- Conference: Ivy League
- Record: 5–4 (4–3 Ivy)
- Head coach: Bob Blackman (3rd season);
- Captains: Brad Decker; Jim DeStefano;
- Home stadium: Schoellkopf Field

= 1979 Cornell Big Red football team =

American college football season

The 1979 Cornell Big Red football team was an American football team that represented Cornell University during the 1979 NCAA Division I-A football season. Cornell tied for fourth in the Ivy League.

In its third season under head coach Bob Blackman, the team compiled a 5–4 record and outscored opponents 215 to 152. Brad Decker and Jim DeStefano were the team captains.

Cornell's 4–3 conference record tied for fourth place in the Ivy League standings. The Big Red outscored Ivy opponents 179 to 121.

Cornell played its home games at Schoellkopf Field in Ithaca, New York.

Prompt => Copy out the full text on the 1979 Cornell Big Red football team, word for word. The lines that come after the text aren't needed for anything here.

Stored rows =>

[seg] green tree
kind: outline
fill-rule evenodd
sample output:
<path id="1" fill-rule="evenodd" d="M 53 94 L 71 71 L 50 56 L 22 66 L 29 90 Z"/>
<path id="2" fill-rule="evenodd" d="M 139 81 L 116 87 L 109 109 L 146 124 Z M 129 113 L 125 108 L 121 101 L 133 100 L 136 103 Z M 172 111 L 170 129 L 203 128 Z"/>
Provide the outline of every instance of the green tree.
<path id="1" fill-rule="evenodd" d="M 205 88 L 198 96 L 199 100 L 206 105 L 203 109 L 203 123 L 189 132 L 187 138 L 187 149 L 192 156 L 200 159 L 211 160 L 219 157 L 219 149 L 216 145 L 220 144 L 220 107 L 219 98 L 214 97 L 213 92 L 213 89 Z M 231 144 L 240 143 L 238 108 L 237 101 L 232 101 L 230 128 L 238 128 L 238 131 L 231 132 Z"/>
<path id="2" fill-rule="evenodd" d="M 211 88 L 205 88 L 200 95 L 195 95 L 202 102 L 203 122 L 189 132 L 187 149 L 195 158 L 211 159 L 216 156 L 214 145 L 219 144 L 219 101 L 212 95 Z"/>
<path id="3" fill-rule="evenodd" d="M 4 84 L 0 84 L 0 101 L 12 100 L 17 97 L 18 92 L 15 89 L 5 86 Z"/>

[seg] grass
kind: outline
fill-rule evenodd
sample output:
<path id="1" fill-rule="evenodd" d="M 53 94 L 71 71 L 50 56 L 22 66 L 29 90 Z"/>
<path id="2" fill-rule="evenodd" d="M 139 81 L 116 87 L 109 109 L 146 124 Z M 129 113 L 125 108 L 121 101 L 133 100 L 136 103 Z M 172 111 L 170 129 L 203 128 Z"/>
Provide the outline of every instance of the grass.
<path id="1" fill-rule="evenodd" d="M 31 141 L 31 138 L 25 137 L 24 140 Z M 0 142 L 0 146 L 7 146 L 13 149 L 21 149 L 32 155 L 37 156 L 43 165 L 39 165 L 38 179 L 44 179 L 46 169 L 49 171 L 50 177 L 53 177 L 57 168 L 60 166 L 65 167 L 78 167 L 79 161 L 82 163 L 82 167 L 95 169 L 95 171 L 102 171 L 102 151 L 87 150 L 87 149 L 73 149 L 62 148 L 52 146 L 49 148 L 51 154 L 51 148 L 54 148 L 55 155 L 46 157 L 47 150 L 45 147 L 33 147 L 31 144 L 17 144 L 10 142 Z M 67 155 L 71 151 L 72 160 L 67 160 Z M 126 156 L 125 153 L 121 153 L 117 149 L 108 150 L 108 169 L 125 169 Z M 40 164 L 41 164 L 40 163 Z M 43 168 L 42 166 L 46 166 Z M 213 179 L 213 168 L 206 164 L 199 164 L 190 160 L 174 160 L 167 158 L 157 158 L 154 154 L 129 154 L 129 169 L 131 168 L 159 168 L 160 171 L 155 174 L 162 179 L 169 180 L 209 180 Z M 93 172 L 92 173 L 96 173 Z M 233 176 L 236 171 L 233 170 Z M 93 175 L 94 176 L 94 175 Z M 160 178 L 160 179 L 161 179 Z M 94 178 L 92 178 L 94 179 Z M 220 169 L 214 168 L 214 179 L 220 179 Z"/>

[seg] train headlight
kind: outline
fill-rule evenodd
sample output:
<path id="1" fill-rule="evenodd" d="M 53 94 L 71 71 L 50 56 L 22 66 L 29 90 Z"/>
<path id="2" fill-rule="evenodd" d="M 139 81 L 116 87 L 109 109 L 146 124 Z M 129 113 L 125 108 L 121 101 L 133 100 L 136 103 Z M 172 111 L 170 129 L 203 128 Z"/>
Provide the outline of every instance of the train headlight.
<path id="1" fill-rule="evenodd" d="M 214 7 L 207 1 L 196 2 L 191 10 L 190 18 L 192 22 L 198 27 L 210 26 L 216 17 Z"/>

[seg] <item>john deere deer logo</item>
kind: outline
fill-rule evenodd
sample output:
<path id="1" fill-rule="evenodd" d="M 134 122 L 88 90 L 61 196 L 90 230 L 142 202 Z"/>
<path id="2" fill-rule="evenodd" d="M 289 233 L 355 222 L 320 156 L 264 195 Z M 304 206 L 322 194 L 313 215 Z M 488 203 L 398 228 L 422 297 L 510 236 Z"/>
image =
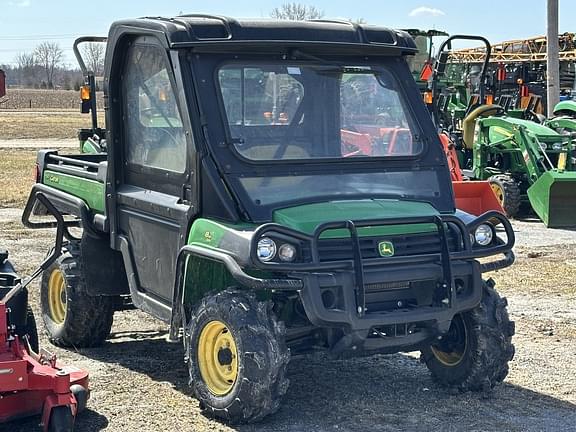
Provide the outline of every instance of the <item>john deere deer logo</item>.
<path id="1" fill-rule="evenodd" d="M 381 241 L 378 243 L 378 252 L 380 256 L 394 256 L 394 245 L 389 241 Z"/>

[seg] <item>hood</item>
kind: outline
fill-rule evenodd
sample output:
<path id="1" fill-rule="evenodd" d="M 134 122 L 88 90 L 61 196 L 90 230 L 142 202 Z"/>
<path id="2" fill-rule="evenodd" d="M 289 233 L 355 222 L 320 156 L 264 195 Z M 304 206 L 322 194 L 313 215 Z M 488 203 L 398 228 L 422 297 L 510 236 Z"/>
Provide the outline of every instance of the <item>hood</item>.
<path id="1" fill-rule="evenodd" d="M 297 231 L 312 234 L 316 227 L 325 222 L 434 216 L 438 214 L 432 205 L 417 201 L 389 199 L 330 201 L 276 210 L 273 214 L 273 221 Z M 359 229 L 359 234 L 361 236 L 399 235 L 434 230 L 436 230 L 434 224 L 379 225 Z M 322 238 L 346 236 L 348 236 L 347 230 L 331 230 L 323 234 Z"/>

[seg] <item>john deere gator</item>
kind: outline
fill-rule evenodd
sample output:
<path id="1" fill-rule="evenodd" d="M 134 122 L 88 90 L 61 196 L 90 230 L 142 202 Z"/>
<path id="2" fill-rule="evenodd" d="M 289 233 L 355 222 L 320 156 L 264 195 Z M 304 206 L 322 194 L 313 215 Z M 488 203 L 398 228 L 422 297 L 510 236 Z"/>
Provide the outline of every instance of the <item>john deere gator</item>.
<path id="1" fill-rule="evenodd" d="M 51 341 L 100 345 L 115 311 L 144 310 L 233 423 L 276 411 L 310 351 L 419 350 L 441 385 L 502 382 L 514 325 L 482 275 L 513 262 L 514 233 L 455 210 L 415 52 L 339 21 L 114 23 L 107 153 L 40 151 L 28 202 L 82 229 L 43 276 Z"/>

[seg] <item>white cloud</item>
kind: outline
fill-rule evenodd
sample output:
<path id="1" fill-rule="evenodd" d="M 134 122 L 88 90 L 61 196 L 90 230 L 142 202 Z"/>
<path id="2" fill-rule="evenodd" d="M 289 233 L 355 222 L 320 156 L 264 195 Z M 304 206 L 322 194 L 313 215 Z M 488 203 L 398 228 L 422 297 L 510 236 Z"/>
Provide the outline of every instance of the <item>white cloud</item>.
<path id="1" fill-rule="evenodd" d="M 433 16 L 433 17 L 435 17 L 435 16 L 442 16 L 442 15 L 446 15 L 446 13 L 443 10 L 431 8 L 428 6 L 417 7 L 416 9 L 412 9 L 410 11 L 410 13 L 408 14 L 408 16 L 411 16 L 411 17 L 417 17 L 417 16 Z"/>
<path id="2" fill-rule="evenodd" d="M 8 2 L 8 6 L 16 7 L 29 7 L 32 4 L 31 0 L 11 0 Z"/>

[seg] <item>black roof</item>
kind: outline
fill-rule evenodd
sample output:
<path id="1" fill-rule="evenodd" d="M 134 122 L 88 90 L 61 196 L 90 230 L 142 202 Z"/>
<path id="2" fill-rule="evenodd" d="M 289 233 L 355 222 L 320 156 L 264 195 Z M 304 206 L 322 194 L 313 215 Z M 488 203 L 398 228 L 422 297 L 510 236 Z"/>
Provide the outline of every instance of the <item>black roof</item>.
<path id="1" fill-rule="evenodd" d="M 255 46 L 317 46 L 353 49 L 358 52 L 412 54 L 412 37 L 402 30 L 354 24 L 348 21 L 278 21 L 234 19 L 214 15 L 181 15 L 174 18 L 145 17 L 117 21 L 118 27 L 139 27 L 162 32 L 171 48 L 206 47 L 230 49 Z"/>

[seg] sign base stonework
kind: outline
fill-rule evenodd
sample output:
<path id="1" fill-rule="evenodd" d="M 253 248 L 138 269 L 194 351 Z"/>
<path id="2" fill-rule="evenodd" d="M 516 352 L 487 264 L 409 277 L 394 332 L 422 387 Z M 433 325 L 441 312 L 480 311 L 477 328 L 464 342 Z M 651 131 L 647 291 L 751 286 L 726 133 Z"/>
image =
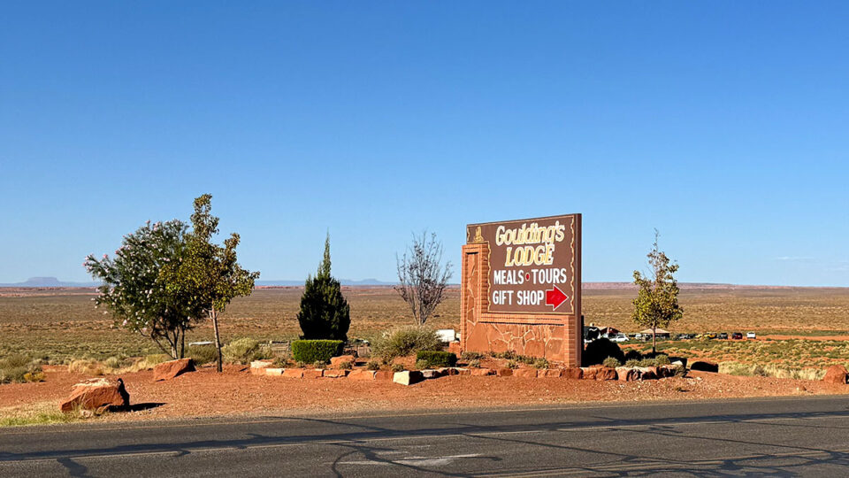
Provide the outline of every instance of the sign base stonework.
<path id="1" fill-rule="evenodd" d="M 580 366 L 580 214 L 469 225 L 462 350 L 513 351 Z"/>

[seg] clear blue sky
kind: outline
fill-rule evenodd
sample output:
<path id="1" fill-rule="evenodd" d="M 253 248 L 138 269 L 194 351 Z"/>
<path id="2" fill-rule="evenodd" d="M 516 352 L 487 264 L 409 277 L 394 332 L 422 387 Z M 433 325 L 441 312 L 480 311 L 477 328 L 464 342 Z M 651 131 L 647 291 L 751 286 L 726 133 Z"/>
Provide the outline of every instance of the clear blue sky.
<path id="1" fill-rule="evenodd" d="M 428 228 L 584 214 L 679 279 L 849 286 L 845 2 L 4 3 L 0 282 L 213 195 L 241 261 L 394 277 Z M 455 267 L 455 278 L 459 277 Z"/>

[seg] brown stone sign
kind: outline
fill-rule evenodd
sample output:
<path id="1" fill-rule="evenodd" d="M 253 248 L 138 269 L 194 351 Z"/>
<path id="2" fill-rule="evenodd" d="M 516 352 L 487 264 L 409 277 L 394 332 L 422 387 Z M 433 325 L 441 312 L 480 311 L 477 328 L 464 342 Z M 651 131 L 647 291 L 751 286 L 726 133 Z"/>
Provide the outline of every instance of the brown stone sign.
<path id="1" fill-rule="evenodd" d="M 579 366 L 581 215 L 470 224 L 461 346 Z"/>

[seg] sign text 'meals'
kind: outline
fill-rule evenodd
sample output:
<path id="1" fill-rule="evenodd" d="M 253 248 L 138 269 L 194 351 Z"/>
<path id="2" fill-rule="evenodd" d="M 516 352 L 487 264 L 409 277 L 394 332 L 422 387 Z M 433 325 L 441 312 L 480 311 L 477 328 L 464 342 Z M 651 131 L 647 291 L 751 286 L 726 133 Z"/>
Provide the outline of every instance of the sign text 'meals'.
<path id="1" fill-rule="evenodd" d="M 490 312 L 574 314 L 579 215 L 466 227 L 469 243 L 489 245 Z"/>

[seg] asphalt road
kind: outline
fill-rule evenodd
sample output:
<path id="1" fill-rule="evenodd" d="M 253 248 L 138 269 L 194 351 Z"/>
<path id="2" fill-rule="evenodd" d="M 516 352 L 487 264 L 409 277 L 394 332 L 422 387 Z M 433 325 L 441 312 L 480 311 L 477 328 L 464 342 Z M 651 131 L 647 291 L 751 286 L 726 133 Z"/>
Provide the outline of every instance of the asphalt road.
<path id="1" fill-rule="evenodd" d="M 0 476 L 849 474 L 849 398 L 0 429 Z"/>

...

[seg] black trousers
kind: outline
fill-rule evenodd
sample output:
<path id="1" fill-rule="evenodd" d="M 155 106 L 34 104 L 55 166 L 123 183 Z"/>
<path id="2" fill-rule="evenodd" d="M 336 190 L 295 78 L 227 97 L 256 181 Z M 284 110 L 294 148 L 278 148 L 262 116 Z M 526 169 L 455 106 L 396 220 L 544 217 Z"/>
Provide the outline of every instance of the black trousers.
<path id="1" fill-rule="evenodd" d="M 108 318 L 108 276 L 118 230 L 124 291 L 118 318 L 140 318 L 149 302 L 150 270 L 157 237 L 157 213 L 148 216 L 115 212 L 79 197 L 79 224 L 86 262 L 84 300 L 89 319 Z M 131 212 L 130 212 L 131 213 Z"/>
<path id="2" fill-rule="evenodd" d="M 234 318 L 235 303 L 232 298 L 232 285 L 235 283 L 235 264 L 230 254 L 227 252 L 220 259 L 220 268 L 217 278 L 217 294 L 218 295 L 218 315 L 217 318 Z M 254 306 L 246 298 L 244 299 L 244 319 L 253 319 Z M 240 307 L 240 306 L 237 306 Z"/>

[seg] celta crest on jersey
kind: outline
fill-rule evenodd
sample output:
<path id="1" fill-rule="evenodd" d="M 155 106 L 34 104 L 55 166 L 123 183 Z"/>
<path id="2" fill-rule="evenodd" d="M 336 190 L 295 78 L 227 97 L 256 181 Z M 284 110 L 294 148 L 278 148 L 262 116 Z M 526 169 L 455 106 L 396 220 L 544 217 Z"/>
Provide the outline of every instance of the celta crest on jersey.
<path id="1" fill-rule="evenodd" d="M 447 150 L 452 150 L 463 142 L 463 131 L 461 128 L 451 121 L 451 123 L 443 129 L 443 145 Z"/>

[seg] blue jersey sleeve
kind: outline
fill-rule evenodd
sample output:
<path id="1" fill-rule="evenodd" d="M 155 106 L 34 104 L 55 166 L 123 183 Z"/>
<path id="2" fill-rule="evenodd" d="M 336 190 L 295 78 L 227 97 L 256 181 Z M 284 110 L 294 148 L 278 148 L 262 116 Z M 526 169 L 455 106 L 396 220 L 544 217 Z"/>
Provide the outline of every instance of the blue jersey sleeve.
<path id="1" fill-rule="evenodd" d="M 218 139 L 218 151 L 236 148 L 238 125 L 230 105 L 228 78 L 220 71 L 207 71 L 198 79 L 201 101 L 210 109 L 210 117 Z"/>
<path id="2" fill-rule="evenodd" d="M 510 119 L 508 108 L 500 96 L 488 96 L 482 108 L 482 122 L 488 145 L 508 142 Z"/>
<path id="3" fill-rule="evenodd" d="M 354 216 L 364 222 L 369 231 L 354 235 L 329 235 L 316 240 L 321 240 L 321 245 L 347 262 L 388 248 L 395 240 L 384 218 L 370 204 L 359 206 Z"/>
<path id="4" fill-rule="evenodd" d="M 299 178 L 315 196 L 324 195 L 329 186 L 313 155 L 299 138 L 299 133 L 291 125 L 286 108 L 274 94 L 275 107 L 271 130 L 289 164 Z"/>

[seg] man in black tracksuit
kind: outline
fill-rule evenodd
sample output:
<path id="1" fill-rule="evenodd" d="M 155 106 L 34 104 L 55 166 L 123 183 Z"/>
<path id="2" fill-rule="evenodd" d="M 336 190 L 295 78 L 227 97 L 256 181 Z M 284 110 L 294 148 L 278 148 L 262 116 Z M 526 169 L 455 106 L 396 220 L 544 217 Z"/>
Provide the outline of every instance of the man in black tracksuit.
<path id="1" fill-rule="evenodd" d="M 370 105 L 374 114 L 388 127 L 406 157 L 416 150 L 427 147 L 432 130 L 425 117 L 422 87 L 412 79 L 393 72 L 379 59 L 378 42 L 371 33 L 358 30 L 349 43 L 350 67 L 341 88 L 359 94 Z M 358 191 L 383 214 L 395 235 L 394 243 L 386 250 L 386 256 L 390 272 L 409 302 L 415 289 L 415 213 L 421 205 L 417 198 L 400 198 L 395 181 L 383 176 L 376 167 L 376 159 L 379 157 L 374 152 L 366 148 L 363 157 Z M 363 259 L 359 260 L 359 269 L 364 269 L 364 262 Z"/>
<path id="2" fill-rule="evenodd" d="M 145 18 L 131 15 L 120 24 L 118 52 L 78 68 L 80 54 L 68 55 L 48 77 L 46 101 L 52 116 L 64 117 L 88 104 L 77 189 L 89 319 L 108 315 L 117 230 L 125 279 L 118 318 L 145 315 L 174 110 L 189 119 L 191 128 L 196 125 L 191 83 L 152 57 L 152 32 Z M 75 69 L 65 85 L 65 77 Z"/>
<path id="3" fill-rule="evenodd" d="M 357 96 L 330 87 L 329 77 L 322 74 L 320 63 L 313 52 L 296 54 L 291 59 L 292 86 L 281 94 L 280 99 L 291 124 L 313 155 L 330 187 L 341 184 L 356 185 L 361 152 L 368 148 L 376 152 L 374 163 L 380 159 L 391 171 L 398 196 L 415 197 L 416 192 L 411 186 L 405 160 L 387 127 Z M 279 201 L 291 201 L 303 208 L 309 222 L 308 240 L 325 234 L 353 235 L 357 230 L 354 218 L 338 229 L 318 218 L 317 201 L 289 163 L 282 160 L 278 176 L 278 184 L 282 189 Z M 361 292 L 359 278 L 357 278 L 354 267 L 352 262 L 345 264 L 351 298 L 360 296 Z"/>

--

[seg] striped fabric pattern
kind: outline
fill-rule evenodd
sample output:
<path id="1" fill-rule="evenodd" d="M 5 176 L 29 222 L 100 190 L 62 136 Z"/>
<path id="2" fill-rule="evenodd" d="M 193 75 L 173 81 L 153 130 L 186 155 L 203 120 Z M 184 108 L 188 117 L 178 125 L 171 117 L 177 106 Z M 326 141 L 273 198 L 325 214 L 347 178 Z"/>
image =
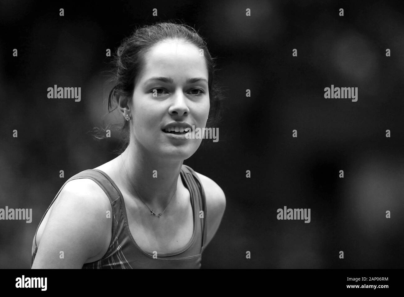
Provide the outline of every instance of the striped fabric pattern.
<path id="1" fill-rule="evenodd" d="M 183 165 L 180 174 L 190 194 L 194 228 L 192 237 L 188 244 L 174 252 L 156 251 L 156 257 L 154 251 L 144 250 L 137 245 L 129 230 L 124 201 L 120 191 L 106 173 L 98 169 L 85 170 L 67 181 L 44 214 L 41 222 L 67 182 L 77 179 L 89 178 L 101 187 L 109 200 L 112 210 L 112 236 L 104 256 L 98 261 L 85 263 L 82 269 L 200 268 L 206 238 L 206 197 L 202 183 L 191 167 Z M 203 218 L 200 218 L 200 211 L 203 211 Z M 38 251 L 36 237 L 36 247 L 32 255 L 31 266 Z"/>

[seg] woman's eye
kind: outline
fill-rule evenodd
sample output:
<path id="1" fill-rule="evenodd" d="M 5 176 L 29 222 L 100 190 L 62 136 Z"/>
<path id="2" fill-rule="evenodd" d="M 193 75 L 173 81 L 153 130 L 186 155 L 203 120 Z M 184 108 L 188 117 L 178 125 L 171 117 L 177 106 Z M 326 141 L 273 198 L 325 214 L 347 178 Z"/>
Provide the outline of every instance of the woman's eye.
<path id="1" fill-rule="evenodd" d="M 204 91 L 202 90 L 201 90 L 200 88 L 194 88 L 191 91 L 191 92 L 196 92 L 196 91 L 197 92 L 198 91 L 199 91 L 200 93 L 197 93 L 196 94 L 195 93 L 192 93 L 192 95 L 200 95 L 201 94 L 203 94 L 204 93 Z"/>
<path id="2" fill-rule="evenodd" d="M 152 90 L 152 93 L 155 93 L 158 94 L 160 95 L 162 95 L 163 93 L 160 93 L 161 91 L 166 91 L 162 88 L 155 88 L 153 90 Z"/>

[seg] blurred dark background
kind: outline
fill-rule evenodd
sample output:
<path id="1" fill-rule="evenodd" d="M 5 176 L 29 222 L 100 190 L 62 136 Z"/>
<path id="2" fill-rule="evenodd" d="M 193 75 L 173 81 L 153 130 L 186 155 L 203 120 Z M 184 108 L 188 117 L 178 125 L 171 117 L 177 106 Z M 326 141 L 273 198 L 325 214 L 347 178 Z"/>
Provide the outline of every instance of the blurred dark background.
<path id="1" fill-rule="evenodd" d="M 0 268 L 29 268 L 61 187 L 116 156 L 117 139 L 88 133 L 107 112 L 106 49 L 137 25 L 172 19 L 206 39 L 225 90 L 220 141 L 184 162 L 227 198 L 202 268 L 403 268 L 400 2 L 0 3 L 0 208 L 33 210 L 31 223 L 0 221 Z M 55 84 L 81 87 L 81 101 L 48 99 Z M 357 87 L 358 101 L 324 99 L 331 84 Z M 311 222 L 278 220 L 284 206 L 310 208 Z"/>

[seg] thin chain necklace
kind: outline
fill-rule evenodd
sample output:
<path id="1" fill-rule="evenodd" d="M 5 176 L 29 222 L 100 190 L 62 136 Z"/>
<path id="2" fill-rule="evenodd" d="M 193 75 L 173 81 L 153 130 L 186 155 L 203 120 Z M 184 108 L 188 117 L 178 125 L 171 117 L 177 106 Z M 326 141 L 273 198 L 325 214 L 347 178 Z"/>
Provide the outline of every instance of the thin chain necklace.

Completed task =>
- Conference: Ivy League
- Record: 5–4 (4–3 Ivy)
- Head coach: Bob Blackman (3rd season);
- Captains: Brad Decker; Jim DeStefano;
- Home stadium: Schoellkopf Field

= 1979 Cornell Big Red football team =

American college football season

The 1979 Cornell Big Red football team was an American football team that represented Cornell University during the 1979 NCAA Division I-A football season. Cornell tied for fourth in the Ivy League.

In its third season under head coach Bob Blackman, the team compiled a 5–4 record and outscored opponents 215 to 152. Brad Decker and Jim DeStefano were the team captains.

Cornell's 4–3 conference record tied for fourth place in the Ivy League standings. The Big Red outscored Ivy opponents 179 to 121.

Cornell played its home games at Schoellkopf Field in Ithaca, New York.